| Aim of the exercise |
Pull out every line in the records below that contains the word "handle", and copy each of those lines in full.

| Supplied data |
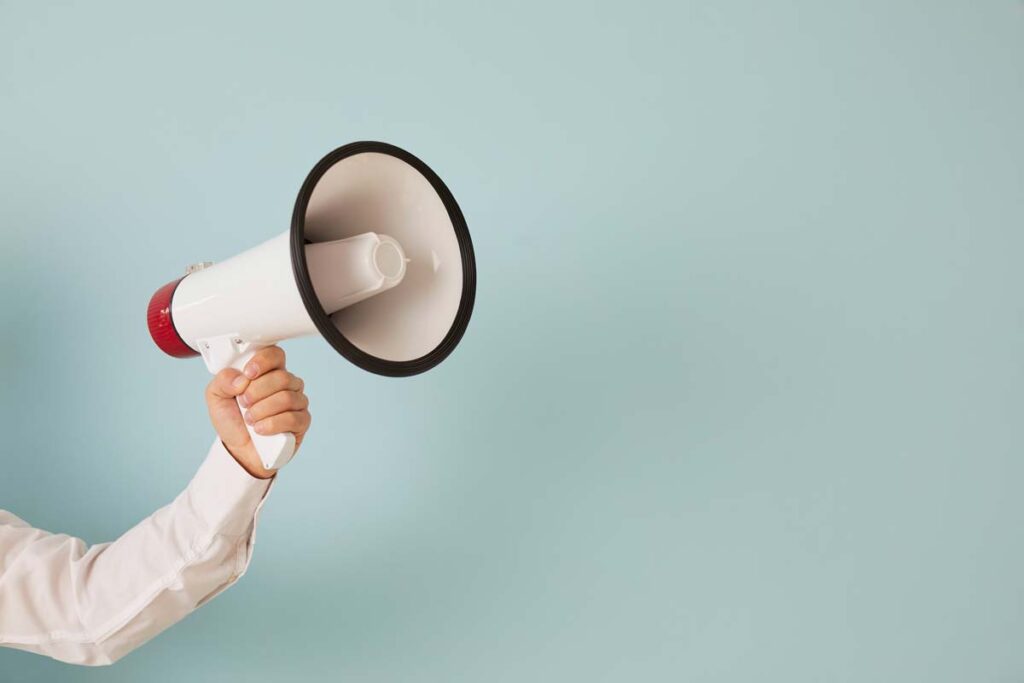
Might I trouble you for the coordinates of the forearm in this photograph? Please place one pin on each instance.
(93, 605)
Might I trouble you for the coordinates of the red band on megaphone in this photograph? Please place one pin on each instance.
(162, 329)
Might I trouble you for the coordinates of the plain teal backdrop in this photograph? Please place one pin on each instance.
(742, 396)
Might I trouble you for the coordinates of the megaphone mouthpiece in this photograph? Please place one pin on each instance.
(346, 271)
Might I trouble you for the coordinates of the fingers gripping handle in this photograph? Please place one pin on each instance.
(230, 351)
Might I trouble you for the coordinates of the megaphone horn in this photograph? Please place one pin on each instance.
(378, 260)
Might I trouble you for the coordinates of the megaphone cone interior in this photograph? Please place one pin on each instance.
(372, 187)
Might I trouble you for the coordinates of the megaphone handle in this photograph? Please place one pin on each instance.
(231, 351)
(274, 450)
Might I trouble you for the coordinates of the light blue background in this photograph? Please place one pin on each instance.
(742, 396)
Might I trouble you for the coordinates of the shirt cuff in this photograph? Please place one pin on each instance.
(223, 495)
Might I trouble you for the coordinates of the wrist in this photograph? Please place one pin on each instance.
(248, 459)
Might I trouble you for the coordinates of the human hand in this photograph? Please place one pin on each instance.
(273, 403)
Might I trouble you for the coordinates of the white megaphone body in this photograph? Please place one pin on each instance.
(378, 260)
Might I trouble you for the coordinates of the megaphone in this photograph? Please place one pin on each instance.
(378, 260)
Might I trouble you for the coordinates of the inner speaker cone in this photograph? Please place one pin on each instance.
(424, 252)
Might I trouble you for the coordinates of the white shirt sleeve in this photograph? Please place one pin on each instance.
(93, 605)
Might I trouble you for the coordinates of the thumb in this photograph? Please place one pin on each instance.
(228, 383)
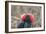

| Correct answer |
Might I trouble you for the coordinates of the fingers gripping handle in this photograph? Please place one pin on each instance.
Might I trouble you for the coordinates of the megaphone handle in this photograph? Please place one pin on each instance.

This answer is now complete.